◆ What is needed
List every all-capitals abbreviation that appears in the thread below.

[Text for analysis Boundary: Start]

My intuition is that questions that require reasoning always perform worse than direct retrieval questions, without exceptions. Especially when it's about negatives or when distractors are present. You're right though, intuition is not measuring, some relevant numbers would be nice to see.
ICL is a phenomenon separate from long-context performance degradation, they can coexist, similarly to how lost-in-the-middle affects the performance of examples in different positions just as fine.
Yeah ultimately it depends on the problem. Reading an article like this, it's easy to conclude that the context should always be reduced, all context relegated to a vector database[1], and retrieved on demand such that the context is as small as possible. Seeing it makes me want to refer to situations where conversely growing the context helps a lot to improve performance.
It really depends on the task, but I imagine most real world scenarios have a mixed bag of requirements, such that it's not a needle-in-a-haystack problem, but closer to ICL. Even memory retrieval (an example given in the post) can be tricky because you cannot always trust cosine similarity on short text snippets to cleanly map to relevant memories, and so you may end up omitting good data and including bad data (which heavily skews the LLM the wrong way).
[1]: Coincidentally what the post author is selling
I always disable reasoning when I can. It got over hyped because of deepseek when the short one sentence chain of thought most conversational models were trained to do seemed to be enough.
That's not what I mean. "Questions that require reasoning", i.e. indirect questions that require picking a fact in the context and processing it somehow, not necessarily related to reasoning chains models natively trained to do. Something GP is talking about.
Built-in reasoning chain certainly helps in long-context tasks, especially when it's largely trained to summarize the context and deconstruct the problem, like in Gemini 2.5 (you can easily jailbreak it to see the native reasoning chain that is normally hidden between system delimiters) and DeepSeek R1-0528, or when you're forcing it to summarize with a custom prompt/prefill. The article seems to agree.
ICL is a phenomenon separate from long-context performance degradation, they can coexist, similarly to how lost-in-the-middle affects the performance of examples in different positions just as fine.

[Text for analysis Boundary: End]
[Dataset content Boundary: Start]

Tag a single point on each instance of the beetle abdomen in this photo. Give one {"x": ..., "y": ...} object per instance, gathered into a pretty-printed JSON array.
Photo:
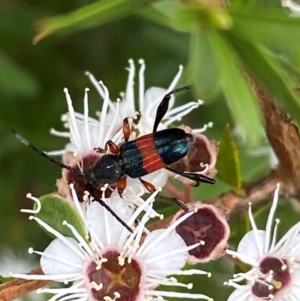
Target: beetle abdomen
[{"x": 151, "y": 152}]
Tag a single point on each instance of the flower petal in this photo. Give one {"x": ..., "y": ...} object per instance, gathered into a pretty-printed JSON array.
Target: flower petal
[
  {"x": 103, "y": 224},
  {"x": 243, "y": 293},
  {"x": 162, "y": 255},
  {"x": 60, "y": 259},
  {"x": 252, "y": 244}
]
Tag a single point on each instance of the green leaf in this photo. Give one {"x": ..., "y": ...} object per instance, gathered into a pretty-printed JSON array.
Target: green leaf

[Dataset content Boundary: End]

◆ Task response
ICL, GP, LLM